**YOUR OBJECTIVE**
Rewrite the records below, changing each occurrence of "Practice step" to "Exercise" and keeping every other line unchanged.

◆ ◆ ◆ ◆ ◆

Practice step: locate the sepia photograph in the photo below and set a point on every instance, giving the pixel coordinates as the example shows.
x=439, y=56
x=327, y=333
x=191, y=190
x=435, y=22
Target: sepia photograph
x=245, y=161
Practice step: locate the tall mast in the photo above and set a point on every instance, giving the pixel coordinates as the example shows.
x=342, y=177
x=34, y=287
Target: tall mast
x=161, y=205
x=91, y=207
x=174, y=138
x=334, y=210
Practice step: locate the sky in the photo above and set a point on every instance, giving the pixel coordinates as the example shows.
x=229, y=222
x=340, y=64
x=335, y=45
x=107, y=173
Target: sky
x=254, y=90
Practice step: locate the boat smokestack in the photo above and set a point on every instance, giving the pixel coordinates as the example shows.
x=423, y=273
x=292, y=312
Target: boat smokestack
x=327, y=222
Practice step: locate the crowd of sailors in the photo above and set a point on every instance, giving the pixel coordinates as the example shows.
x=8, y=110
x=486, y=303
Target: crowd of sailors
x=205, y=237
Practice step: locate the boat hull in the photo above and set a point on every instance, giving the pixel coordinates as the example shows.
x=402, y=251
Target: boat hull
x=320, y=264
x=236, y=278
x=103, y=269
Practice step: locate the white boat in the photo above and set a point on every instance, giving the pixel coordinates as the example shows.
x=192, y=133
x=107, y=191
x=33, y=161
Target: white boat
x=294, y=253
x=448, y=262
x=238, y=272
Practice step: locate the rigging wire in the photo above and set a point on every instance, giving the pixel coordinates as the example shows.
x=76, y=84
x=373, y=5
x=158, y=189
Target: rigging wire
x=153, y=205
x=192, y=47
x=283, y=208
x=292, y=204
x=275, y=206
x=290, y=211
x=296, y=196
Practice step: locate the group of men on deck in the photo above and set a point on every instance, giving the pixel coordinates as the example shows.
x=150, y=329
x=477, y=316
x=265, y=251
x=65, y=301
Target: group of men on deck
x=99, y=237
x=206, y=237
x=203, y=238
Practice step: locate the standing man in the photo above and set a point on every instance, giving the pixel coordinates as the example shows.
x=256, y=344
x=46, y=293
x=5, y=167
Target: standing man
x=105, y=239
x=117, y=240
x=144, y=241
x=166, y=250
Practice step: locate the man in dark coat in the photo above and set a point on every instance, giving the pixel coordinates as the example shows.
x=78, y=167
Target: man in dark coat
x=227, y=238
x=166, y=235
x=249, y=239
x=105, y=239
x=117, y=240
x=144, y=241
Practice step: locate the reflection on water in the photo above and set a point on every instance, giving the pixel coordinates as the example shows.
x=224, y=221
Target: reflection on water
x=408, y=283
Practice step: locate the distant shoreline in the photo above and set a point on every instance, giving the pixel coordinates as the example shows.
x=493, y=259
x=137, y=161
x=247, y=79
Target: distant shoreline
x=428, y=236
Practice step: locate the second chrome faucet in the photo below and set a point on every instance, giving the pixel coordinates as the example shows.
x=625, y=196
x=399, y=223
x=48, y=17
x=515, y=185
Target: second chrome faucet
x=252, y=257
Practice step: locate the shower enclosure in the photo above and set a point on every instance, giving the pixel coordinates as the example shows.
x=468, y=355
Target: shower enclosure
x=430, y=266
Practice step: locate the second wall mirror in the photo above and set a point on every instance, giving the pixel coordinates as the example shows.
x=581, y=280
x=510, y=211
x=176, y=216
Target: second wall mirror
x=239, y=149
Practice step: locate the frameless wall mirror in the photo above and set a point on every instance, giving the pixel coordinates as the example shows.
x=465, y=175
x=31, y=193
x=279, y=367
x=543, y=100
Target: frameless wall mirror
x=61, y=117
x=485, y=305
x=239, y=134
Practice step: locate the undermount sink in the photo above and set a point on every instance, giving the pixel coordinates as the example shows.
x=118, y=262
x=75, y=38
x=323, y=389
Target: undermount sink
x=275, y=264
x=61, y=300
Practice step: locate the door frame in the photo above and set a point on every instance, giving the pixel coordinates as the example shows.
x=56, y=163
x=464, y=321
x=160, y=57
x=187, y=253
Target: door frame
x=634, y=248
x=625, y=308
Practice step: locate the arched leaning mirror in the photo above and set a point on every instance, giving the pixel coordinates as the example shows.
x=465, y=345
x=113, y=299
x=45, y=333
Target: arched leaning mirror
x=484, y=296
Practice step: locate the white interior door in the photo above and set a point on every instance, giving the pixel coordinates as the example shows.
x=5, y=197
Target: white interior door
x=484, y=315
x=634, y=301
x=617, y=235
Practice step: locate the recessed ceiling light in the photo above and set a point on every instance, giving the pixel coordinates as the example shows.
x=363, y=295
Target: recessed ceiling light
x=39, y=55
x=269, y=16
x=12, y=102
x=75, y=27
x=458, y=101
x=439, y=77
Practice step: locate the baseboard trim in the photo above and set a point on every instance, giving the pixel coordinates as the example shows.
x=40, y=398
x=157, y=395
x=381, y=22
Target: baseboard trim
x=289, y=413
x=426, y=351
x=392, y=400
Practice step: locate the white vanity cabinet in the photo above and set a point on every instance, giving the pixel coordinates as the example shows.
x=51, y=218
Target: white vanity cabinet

◆ ◆ ◆ ◆ ◆

**ANSWER TO THE TASK**
Exercise: locate the sepia photograph in the photo below and set a point on every instance, giving the pixel coordinates as the example shows.
x=439, y=56
x=327, y=333
x=191, y=190
x=435, y=22
Target: sepia photograph
x=245, y=161
Exercise: locate the tall mast in the photo above and set a point on every instance, giving the pixel coordinates as the example shows.
x=342, y=177
x=34, y=287
Target: tall mast
x=161, y=205
x=91, y=207
x=174, y=138
x=334, y=210
Exercise: locate the sky in the photo above and set a point on every instance, giving the pixel coordinates as the example shows.
x=229, y=222
x=340, y=64
x=335, y=45
x=107, y=173
Target: sky
x=254, y=90
Exercise: locate the boat smokestack in the photo above and set a point on every instance, giving the pixel coordinates as the example shows.
x=423, y=273
x=292, y=312
Target: boat smokestack
x=327, y=222
Exercise: locate the crowd of sailors in the photo above and set a point on every instance, giving the pixel coordinates as the example shows.
x=8, y=110
x=486, y=303
Target: crowd of sailors
x=205, y=237
Exercise: locate the boat hull in the photo above and set a point on every instance, giving the pixel coordinates as the example shows.
x=402, y=251
Target: boat hull
x=320, y=264
x=236, y=278
x=103, y=269
Exercise: locate the white boat in the photo above and set a point on every instance, giving the pixel coordinates as the example shows.
x=192, y=133
x=107, y=191
x=33, y=161
Target: white boat
x=294, y=253
x=448, y=262
x=238, y=272
Exercise: locate the rigging wire in the photo above and set a point on every instance, giving the pixel coordinates as the example shows.
x=76, y=84
x=373, y=5
x=158, y=189
Target: rigging wire
x=153, y=205
x=192, y=47
x=283, y=208
x=292, y=204
x=275, y=206
x=290, y=211
x=296, y=196
Exercise: locate the group of men on deck in the photo above and set a point on every instance, giving the pixel coordinates as the example shows.
x=150, y=329
x=477, y=316
x=265, y=251
x=65, y=301
Target: group of men on deck
x=99, y=237
x=206, y=237
x=203, y=238
Exercise: locate the standing man in the photo above and set a point on every instance, giving the pixel coordinates as the example shows.
x=256, y=344
x=46, y=293
x=5, y=167
Target: standing man
x=105, y=239
x=117, y=240
x=144, y=241
x=166, y=250
Exercise: locate the man in dark coat in the photo above and set a point on every instance, giving the pixel coordinates as the example shows.
x=78, y=167
Target: man in dark coat
x=227, y=238
x=166, y=235
x=249, y=239
x=105, y=239
x=117, y=240
x=144, y=241
Exercise: locate the reflection on water in the photo above and set a point on every instance, giving the pixel coordinates as the example shows.
x=224, y=221
Target: reflection on water
x=408, y=283
Exercise: locate the distant shoreline in the photo above and set a point on every instance, giving the pixel coordinates as the example shows.
x=493, y=259
x=137, y=161
x=247, y=79
Target: distant shoreline
x=428, y=236
Exercise: locate the second chrome faucet in the photo below and set a point on every instance, giving the pixel coordinates as the example shows.
x=625, y=196
x=399, y=223
x=48, y=17
x=515, y=185
Target: second chrome faucet
x=252, y=257
Exercise: locate the shower enclosure in the photo above and set a point on every instance, giving the pixel coordinates as the example shows.
x=468, y=355
Target: shower enclosure
x=430, y=266
Exercise: locate the second wall mirror in the photo above and set a point on every instance, giving the pixel coordinates as the example shows.
x=581, y=280
x=510, y=211
x=176, y=216
Target: second wall mirror
x=239, y=149
Exercise: locate the frameless wall mirror in the photo above and set a point on every instance, giving the pixel coordinates as the example shows.
x=465, y=175
x=31, y=193
x=279, y=367
x=543, y=100
Target: frameless wall mirror
x=61, y=117
x=485, y=305
x=239, y=134
Exercise: locate the undermount sink in the photo above and set a point on every instance, giving the pixel coordinates as the example shows.
x=118, y=262
x=75, y=38
x=323, y=389
Target: undermount sink
x=275, y=264
x=61, y=300
Exercise: locate the door frame in the photo above and set a point on every instance, giving the pixel coordinates as the example shows.
x=56, y=163
x=464, y=321
x=160, y=57
x=187, y=253
Target: door frame
x=634, y=248
x=625, y=308
Exercise: locate the arched leaning mirror in the photo above and set a point on every instance, giving the pixel coordinates as the example shows.
x=465, y=345
x=113, y=299
x=45, y=333
Target: arched leaning mirror
x=484, y=296
Exercise: locate the white interior door in the photo above and set a point on every instance, giving the pixel coordinates as the example shows.
x=5, y=197
Target: white interior door
x=484, y=315
x=634, y=301
x=617, y=235
Exercise: locate the recessed ceiling light in the photo above and set a point on every instance, giving the pixel coordinates as the example shows.
x=363, y=295
Target: recessed ceiling light
x=39, y=55
x=269, y=16
x=12, y=102
x=75, y=27
x=458, y=101
x=439, y=77
Exercise: locate the baseboard trim in the photo above and set a point on every instance, giving the pixel coordinates as the example shows.
x=40, y=398
x=157, y=395
x=381, y=22
Target: baseboard trim
x=289, y=413
x=426, y=351
x=392, y=400
Exercise: locate the white vanity cabinet in the photo above and set a point on every instance, giving the pixel coordinates as the example shows.
x=51, y=218
Target: white vanity cabinet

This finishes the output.